(EXTRACTED TEXT)

▼

GlassKit

Cross-device pairing

How the glasses inherit the Clerk session from the companion: same-network device pairing with on-glasses approval, end to end.

Your user pays on the companion site. Minutes later they put on the glasses, tap Start Pairing, and link the two devices: on the same network, they tap their Display once on the companion's /pair page and approve on the glasses; on a different network, they type the short code the glasses show and confirm a 2-digit number on the phone. Either way they're signed in. No password on a D-pad. No QR to scan. This is the bit of GlassKit that doesn't exist in Meta's free starter and is hardest to wire correctly.

The primary mechanism is same-network device pairing with an on-glasses approval step. The glasses register an anonymous pairing session tagged with their network's egress IP and wait; the user's phone, on the same Wi-Fi and already signed into the companion, sees that Display listed on /pair and taps it; the glasses prompt "Pair with <your account>? Yes / No" and the wearer taps Yes. Only then is a Clerk Sign-In Ticket minted server-side and exchanged via signIn.create. The ticket never crosses a URL boundary, and the consent decision lives on the glasses, where only the wearer can see and make it.

▲

(EXERCISE INSTRUCTIONS)
[1] In the cross-device pairing text, what does a user on a different network confirm on the phone?
[2] Extract the portion of the cross-device pairing text from "How the glasses" up to and including "to wire correctly.".
The material after this point comes from a different source than the cross-device pairing text.

(GIVEN INFORMATION)

▼

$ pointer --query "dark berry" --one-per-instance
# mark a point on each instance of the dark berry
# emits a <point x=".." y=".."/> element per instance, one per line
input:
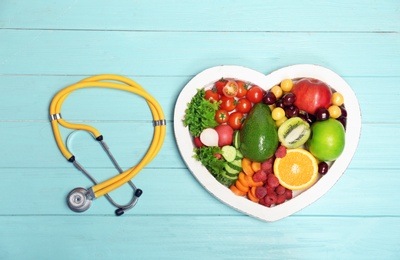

▲

(PER-TASK OUTPUTS)
[1] A 2-digit number.

[2]
How the glasses inherit the Clerk session from the companion: same-network device pairing with on-glasses approval, end to end.

Your user pays on the companion site. Minutes later they put on the glasses, tap Start Pairing, and link the two devices: on the same network, they tap their Display once on the companion's /pair page and approve on the glasses; on a different network, they type the short code the glasses show and confirm a 2-digit number on the phone. Either way they're signed in. No password on a D-pad. No QR to scan. This is the bit of GlassKit that doesn't exist in Meta's free starter and is hardest to wire correctly.